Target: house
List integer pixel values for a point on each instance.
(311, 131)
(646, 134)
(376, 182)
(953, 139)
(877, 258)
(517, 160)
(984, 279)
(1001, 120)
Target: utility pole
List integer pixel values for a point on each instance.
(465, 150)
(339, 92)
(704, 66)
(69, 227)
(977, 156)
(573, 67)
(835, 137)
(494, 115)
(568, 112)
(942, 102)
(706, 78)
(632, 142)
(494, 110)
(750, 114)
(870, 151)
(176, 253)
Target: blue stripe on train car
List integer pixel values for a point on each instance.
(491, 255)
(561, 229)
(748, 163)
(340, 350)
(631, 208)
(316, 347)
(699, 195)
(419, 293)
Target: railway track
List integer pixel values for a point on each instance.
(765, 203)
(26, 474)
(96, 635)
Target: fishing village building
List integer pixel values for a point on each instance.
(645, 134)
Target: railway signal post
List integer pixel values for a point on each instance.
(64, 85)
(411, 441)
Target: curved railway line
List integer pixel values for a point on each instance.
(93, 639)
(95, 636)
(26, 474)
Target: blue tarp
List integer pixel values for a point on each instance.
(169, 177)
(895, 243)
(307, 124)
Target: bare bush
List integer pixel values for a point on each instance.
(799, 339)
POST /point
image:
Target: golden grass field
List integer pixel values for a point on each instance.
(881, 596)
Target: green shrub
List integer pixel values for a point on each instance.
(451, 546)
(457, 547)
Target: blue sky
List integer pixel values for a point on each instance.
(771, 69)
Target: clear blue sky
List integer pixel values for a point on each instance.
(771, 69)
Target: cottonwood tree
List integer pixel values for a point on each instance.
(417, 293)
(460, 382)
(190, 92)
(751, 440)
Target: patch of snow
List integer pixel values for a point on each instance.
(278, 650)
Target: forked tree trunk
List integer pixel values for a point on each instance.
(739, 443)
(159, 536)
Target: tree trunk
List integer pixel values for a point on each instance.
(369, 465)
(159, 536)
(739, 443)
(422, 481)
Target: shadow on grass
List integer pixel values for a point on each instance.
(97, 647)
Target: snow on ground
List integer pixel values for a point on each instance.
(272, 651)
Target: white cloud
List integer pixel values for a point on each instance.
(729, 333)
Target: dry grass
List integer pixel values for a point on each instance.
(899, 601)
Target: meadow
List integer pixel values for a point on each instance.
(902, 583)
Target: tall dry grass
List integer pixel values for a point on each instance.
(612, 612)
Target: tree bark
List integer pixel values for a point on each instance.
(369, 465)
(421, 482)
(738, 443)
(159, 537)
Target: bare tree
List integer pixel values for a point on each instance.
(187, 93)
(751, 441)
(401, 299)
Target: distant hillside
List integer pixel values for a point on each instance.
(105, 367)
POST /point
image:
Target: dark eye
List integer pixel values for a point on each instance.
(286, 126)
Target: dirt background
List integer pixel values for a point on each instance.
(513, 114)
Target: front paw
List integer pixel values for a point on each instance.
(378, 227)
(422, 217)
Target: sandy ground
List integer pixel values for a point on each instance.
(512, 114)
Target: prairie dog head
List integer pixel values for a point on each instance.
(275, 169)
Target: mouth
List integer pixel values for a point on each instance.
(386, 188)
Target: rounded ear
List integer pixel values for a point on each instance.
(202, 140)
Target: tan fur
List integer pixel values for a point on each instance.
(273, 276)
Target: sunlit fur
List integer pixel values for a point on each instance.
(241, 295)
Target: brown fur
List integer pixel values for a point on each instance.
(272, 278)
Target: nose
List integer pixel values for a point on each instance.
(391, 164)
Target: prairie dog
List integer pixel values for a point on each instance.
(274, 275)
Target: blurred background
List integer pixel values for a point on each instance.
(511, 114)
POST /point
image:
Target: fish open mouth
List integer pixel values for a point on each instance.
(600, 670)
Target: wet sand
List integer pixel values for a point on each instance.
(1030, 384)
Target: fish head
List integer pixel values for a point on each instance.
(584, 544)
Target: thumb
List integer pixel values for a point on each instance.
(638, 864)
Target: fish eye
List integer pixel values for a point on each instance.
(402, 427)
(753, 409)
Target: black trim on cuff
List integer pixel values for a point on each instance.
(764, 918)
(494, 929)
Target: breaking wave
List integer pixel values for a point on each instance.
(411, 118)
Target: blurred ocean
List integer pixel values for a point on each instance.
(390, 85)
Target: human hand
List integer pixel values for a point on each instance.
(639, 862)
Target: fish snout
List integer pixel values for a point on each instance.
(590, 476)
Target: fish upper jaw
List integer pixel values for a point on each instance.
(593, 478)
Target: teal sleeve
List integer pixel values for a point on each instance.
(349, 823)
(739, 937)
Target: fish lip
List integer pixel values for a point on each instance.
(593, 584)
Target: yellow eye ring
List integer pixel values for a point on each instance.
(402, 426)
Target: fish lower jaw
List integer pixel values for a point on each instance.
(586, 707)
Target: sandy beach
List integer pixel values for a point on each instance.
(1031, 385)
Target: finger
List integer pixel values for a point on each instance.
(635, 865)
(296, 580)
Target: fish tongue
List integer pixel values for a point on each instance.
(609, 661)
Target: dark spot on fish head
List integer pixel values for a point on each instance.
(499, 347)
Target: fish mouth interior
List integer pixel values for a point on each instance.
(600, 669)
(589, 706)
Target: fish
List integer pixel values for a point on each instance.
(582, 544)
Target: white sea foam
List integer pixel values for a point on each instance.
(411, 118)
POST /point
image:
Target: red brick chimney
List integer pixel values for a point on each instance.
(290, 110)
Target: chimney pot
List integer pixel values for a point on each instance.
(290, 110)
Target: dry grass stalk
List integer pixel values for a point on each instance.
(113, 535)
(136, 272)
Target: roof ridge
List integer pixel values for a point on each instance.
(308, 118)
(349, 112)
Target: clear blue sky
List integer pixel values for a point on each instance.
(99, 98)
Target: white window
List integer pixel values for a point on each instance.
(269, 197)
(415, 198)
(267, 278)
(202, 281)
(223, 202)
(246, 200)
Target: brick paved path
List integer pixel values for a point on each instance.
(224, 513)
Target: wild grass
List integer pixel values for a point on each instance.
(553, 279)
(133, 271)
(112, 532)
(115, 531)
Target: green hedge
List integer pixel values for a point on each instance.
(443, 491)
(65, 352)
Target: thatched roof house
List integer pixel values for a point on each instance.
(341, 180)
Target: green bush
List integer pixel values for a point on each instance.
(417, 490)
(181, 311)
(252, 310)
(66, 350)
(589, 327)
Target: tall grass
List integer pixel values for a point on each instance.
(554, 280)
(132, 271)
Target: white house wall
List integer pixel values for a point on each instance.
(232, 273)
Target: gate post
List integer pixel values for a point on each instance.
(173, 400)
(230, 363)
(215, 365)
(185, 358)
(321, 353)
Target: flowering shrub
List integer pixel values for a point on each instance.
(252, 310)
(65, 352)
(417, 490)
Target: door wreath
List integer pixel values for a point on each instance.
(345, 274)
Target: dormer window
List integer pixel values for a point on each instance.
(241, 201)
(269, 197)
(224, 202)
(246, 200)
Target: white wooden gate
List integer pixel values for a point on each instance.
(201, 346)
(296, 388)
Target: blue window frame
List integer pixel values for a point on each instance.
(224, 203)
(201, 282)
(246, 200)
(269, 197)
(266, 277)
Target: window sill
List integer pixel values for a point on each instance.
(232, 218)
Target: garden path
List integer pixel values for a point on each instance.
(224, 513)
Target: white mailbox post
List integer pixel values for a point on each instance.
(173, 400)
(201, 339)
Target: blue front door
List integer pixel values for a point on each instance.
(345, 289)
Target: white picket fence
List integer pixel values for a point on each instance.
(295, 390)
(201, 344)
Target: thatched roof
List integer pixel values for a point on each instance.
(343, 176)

============================================================

▶ Problem details: Rewrite the rows from the beginning through the line containing "(1001, 120)", inclusive, replacing "house" with "barn" and leaving everything else unchanged.

▶ Answer for the task:
Target: barn
List integer pixel values for a point on each instance.
(311, 131)
(646, 134)
(376, 182)
(953, 139)
(877, 258)
(517, 160)
(984, 279)
(1001, 120)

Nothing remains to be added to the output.